Do this
Extract every one of the lines below word for word, leaving out the pictures.

§

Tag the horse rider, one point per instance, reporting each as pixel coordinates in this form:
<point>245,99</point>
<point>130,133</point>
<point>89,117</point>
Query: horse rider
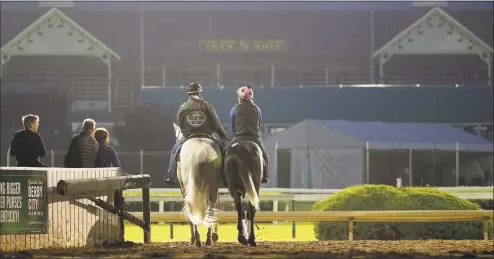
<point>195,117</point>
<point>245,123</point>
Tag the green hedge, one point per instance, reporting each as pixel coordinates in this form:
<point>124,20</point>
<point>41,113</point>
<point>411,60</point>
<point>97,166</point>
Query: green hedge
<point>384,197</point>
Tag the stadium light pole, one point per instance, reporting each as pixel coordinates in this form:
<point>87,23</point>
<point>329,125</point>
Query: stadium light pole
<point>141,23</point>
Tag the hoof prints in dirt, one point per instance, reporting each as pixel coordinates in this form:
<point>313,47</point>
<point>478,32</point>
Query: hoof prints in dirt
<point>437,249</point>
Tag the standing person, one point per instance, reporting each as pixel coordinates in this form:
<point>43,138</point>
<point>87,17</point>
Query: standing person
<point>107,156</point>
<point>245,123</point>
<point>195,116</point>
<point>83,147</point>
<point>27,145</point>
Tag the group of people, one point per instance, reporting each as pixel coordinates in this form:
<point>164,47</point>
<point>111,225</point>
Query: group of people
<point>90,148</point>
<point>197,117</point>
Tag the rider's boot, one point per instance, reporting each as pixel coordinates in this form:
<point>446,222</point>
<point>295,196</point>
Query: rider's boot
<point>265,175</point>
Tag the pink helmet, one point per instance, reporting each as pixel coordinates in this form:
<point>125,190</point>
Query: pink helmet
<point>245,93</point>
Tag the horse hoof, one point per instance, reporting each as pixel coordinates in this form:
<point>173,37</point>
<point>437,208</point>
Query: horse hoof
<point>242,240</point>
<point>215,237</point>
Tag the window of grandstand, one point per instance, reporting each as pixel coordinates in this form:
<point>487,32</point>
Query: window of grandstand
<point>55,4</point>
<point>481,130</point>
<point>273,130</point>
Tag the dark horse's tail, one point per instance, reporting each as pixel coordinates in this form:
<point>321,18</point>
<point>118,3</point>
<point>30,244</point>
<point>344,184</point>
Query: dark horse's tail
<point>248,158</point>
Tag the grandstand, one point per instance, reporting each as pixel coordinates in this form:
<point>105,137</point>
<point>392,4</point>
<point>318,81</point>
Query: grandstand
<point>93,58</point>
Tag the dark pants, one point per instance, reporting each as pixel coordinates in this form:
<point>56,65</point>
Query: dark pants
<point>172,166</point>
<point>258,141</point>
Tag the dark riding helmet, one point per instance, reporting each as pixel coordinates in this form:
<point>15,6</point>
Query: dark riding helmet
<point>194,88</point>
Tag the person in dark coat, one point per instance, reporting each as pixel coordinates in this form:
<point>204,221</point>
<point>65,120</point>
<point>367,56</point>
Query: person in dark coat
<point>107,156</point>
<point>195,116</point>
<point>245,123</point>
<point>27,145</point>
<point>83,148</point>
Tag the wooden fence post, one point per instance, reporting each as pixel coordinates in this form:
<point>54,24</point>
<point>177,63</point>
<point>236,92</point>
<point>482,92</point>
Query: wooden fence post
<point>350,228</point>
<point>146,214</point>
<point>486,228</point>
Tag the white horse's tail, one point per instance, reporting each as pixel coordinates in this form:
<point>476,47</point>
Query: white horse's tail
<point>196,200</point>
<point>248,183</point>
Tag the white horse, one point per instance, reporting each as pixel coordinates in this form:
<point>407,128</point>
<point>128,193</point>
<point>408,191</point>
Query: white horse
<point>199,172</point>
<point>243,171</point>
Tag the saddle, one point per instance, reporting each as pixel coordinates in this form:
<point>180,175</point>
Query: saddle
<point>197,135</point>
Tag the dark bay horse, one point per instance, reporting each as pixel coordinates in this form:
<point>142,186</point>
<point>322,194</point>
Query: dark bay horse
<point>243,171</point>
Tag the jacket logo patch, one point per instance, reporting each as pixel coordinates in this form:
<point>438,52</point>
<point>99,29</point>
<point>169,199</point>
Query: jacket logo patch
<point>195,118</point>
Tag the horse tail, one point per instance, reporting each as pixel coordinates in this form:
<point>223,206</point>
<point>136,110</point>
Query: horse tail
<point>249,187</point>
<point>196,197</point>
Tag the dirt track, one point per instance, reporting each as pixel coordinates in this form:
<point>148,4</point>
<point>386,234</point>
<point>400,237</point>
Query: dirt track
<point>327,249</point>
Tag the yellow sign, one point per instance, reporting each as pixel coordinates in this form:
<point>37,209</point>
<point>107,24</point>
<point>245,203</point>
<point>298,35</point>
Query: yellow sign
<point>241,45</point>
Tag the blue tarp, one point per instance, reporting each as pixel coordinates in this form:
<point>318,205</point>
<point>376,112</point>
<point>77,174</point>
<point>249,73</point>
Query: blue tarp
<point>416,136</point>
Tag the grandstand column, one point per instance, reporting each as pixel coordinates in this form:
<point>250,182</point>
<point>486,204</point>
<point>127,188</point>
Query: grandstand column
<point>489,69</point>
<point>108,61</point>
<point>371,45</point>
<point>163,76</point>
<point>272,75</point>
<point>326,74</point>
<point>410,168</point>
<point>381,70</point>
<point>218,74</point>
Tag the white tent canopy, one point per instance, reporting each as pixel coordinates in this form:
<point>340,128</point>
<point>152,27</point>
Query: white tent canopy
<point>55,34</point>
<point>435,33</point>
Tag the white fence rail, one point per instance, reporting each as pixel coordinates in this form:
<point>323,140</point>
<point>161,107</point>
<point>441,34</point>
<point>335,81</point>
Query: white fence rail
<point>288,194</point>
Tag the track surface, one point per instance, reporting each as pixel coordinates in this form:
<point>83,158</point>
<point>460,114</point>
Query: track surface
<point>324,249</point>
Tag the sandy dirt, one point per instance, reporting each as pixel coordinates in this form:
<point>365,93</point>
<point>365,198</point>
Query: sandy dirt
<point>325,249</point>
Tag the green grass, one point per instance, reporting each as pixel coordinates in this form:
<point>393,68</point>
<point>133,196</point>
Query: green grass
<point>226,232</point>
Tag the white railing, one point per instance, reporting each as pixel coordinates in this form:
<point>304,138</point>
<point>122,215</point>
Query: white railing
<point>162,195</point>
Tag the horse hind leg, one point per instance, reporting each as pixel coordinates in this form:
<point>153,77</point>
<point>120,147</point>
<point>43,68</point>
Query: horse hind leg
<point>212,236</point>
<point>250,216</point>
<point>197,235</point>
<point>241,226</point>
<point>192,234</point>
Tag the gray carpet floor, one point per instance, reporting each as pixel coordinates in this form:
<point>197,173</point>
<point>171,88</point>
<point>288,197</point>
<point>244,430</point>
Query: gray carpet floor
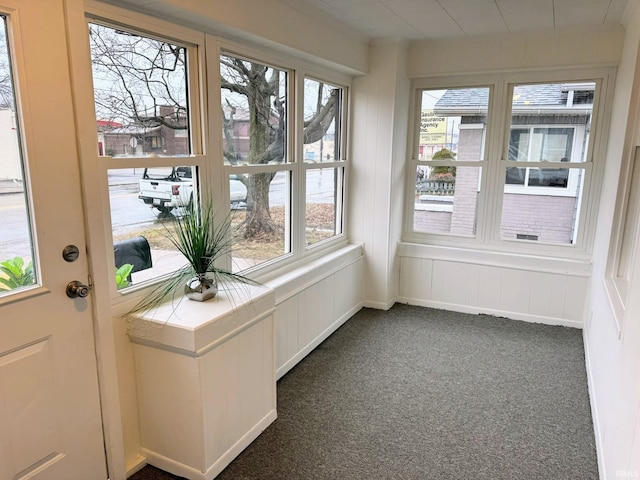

§

Result of this task
Tag the horse rider, one point per instance, reporting each as pixel coordinates in this form:
<point>245,99</point>
<point>130,133</point>
<point>89,117</point>
Query: horse rider
<point>195,117</point>
<point>245,123</point>
Tag the green hedge, one point per instance, reporting each as pixel coordinates in this form:
<point>124,20</point>
<point>41,113</point>
<point>411,60</point>
<point>97,166</point>
Query: green hedge
<point>384,197</point>
Tag the stadium light pole, one point per instance, reporting each as pixel coordinates in this form:
<point>87,23</point>
<point>329,125</point>
Query: stadium light pole
<point>141,23</point>
Tag the hoof prints in dirt, one point per instance, reporting each as pixel coordinates in this form:
<point>313,47</point>
<point>478,32</point>
Query: hoof prints in dirt
<point>437,249</point>
Tag the standing person, one point per instance, reporting each as pixel coordinates in this form:
<point>43,138</point>
<point>87,17</point>
Query: standing person
<point>107,156</point>
<point>245,123</point>
<point>195,116</point>
<point>83,147</point>
<point>27,145</point>
Tag the group of people, one point per instance, reporting each as pixel coordinates in this form:
<point>164,47</point>
<point>111,225</point>
Query: group of people
<point>90,148</point>
<point>197,117</point>
Tag the rider's boot, one point per instance, reporting each as pixel coordinates in this form:
<point>446,222</point>
<point>295,196</point>
Query: rider's boot
<point>265,175</point>
Tag the pink helmet, one point per instance, reporting each as pixel coordinates in this form:
<point>125,190</point>
Query: pink helmet
<point>245,93</point>
Tag the horse hoof, one point per instance, reporting each as pixel coordinates in this form:
<point>173,37</point>
<point>437,208</point>
Query: horse hoof
<point>242,240</point>
<point>215,237</point>
Tag the window of grandstand, one point per instance, reporting each as pixel coordinates in this form:
<point>487,32</point>
Query: window of grandstand
<point>55,4</point>
<point>481,130</point>
<point>273,130</point>
Tag the dark horse's tail, one point per instance, reporting each as pixel coordinates in this form:
<point>321,18</point>
<point>118,3</point>
<point>30,244</point>
<point>344,184</point>
Query: dark horse's tail
<point>248,158</point>
Tag the grandstand, one point per instance, reporting each as pixel coordinates in this form:
<point>105,137</point>
<point>392,4</point>
<point>318,81</point>
Query: grandstand
<point>93,58</point>
Tag the dark pants, one point per instance, reporting each as pixel coordinates in this form:
<point>56,65</point>
Query: dark pants
<point>172,166</point>
<point>258,141</point>
Tag the dark riding helmet, one point per instance, reporting each as pixel coordinates in this form:
<point>15,6</point>
Query: dark riding helmet
<point>194,88</point>
Tag the person in dark coat, one point per instance, reporting each as pixel coordinates in this form:
<point>204,221</point>
<point>65,120</point>
<point>367,56</point>
Query: person in dark coat
<point>107,156</point>
<point>195,116</point>
<point>245,123</point>
<point>27,145</point>
<point>83,148</point>
Tag the wooden fence post, one point per instance, reporting each as pixel coordinates in this form:
<point>54,24</point>
<point>177,63</point>
<point>236,92</point>
<point>482,92</point>
Query: wooden fence post
<point>350,228</point>
<point>146,214</point>
<point>486,228</point>
Tag the white horse's tail, one point per instance, reporting each as pixel coordinates in this form:
<point>476,47</point>
Query: white horse's tail
<point>196,200</point>
<point>248,183</point>
Tag the white horse, one point per instance, reporting each as pixel coordinates in this form:
<point>407,128</point>
<point>128,193</point>
<point>408,191</point>
Query: white horse
<point>199,172</point>
<point>243,171</point>
Tag the saddle, one point per instance, reporting each as pixel coordinates in this form:
<point>180,175</point>
Query: saddle
<point>197,135</point>
Tag the dark bay horse, one point per instance, reporting each as pixel coordinates in this form:
<point>142,186</point>
<point>322,194</point>
Query: dark bay horse
<point>243,171</point>
Tag the jacket logo patch, one point per instance, reporting each as pixel coordinates in this form:
<point>438,52</point>
<point>99,29</point>
<point>169,199</point>
Query: jacket logo patch
<point>195,118</point>
Tag the horse tail, one point per instance, reporting each as pixel coordinates in this form:
<point>223,206</point>
<point>136,110</point>
Query: horse tail
<point>249,187</point>
<point>196,197</point>
Tag the dirt track, one point per instance, reporting each as pixel coordinates in this form:
<point>148,4</point>
<point>386,234</point>
<point>400,237</point>
Query: dirt track
<point>327,249</point>
Tag the yellow sign, one point per instance, reporting each as pixel coordinates in this form:
<point>37,209</point>
<point>107,24</point>
<point>245,203</point>
<point>298,35</point>
Query: yellow sign
<point>241,45</point>
Tag the blue tarp, one point per instance, reporting each as pixel coordinates in this form:
<point>318,205</point>
<point>376,112</point>
<point>77,174</point>
<point>249,73</point>
Query: blue tarp
<point>416,136</point>
Tag the grandstand column, one point per instance, reporting each as pixel coordinates in this form:
<point>250,182</point>
<point>486,204</point>
<point>127,188</point>
Query: grandstand column
<point>489,69</point>
<point>108,61</point>
<point>371,45</point>
<point>163,76</point>
<point>272,75</point>
<point>326,74</point>
<point>410,168</point>
<point>381,70</point>
<point>218,74</point>
Tag the white tent canopy, one point per instance, reporting each as pixel coordinates in this form:
<point>340,128</point>
<point>152,27</point>
Query: white tent canopy
<point>55,34</point>
<point>435,33</point>
Tag the white fence rail, one point per instance, reporting each as pixel coordinates in this form:
<point>323,140</point>
<point>161,107</point>
<point>441,34</point>
<point>335,81</point>
Query: white fence rail
<point>288,194</point>
Tag the track surface, one point per instance, reporting each as pixel coordinates in this form:
<point>83,158</point>
<point>460,114</point>
Query: track surface
<point>324,249</point>
Tag the sandy dirt, one point per instance, reporting each as pixel coordinates in this form:
<point>365,93</point>
<point>365,198</point>
Query: sandy dirt
<point>325,249</point>
Tag the green grass, one point per instance, reporting each as pixel coordinates in this form:
<point>393,68</point>
<point>133,196</point>
Query: green grass
<point>226,232</point>
Tag the white railing, one point per instance, reporting each as pixel coordinates in this form:
<point>304,138</point>
<point>122,215</point>
Query: white railing
<point>162,195</point>
Tag the horse hind leg, one point per instance, reporting each as pixel coordinates in this form:
<point>153,77</point>
<point>120,147</point>
<point>43,68</point>
Query: horse hind leg
<point>212,236</point>
<point>250,216</point>
<point>197,235</point>
<point>241,226</point>
<point>192,234</point>
Tag the gray carpet floor, one point per instance, reporting each as pixel coordinates in this form:
<point>197,173</point>
<point>171,88</point>
<point>288,197</point>
<point>244,430</point>
Query: gray carpet floor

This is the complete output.